The lines below, from the first through the one containing "[[6, 147], [97, 27], [161, 45]]", are to be given again exactly, with pictures left out and nothing added.

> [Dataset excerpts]
● ● ● ●

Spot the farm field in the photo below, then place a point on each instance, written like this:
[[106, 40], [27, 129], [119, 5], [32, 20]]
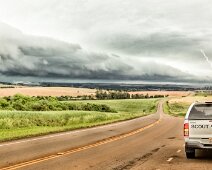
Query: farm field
[[169, 93], [71, 91], [19, 124]]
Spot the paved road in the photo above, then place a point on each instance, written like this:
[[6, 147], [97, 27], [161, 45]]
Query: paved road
[[151, 142]]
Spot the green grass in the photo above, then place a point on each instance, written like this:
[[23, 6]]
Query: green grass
[[19, 124], [176, 109]]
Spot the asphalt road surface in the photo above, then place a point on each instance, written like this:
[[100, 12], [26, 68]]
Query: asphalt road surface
[[147, 143]]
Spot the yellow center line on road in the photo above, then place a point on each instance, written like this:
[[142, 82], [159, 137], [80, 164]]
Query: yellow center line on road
[[60, 154]]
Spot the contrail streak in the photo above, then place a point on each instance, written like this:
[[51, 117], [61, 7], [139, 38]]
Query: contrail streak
[[206, 58]]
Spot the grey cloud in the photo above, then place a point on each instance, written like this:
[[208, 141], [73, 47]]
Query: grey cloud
[[151, 43], [41, 57]]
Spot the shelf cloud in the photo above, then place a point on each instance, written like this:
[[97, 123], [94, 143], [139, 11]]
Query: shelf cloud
[[113, 40]]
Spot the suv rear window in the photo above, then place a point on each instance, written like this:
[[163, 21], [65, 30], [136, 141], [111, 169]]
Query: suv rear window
[[201, 111]]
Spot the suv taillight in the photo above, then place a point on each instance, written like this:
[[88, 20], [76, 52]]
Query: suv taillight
[[186, 129]]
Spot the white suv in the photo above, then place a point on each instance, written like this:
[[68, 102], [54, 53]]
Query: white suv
[[198, 128]]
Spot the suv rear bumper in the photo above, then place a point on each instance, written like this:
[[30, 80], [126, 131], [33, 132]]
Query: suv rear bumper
[[197, 145]]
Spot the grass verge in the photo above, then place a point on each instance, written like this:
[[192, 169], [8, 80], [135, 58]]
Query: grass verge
[[19, 124]]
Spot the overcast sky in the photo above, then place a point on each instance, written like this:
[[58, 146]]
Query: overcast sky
[[157, 40]]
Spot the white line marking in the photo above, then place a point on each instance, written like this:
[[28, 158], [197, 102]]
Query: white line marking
[[179, 151], [170, 159], [66, 133]]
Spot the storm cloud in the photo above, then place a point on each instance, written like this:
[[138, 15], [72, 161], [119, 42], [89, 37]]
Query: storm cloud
[[25, 55], [113, 40]]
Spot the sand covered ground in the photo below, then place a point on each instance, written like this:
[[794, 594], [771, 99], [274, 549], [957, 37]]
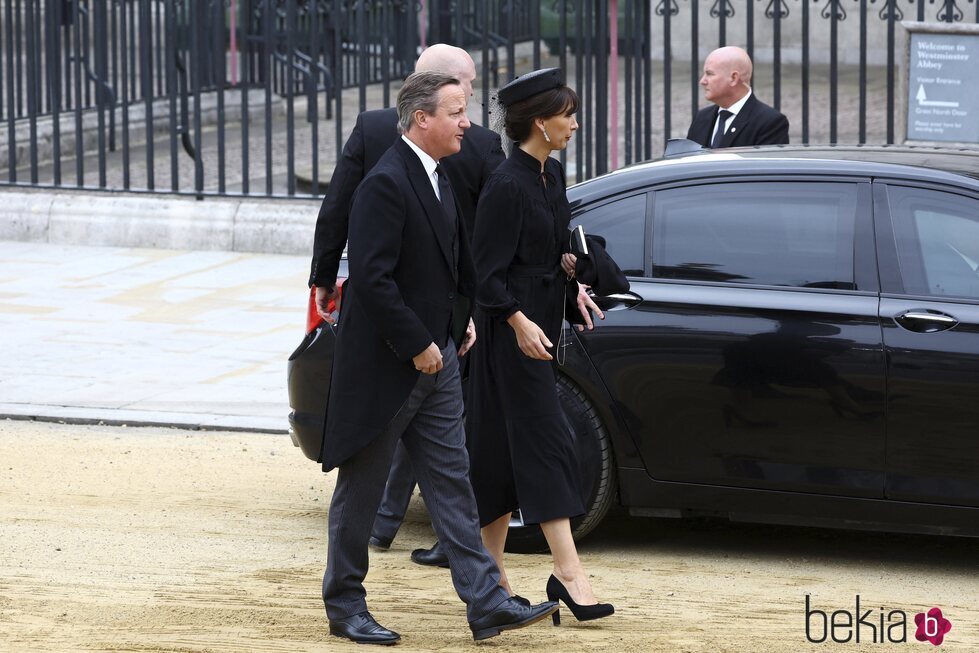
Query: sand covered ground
[[142, 539]]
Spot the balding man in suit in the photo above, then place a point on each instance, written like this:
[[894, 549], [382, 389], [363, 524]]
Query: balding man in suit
[[396, 371], [736, 117], [467, 171]]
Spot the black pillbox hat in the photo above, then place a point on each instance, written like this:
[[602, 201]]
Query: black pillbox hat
[[529, 85]]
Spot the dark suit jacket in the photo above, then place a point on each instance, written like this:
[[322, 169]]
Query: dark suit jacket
[[373, 134], [400, 298], [756, 124]]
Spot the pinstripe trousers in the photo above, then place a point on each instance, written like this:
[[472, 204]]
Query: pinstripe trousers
[[430, 426]]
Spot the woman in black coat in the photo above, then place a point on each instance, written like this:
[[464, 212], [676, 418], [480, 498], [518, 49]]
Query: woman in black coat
[[521, 446]]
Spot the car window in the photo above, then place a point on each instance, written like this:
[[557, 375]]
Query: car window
[[622, 224], [775, 233], [937, 241]]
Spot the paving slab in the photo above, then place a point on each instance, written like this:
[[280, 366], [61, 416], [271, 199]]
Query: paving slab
[[194, 339]]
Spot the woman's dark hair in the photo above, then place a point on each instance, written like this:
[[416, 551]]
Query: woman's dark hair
[[520, 116]]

● ● ● ●

> [REPLY]
Spot the farm field in the photo below, then place a point on each instance, written like this:
[[106, 40], [27, 129], [119, 5], [32, 20]]
Query: farm field
[[169, 93], [71, 91], [19, 124]]
Spot the paved road in the photo above, then place a point on each instance, written like this:
[[6, 147], [97, 27], [161, 45]]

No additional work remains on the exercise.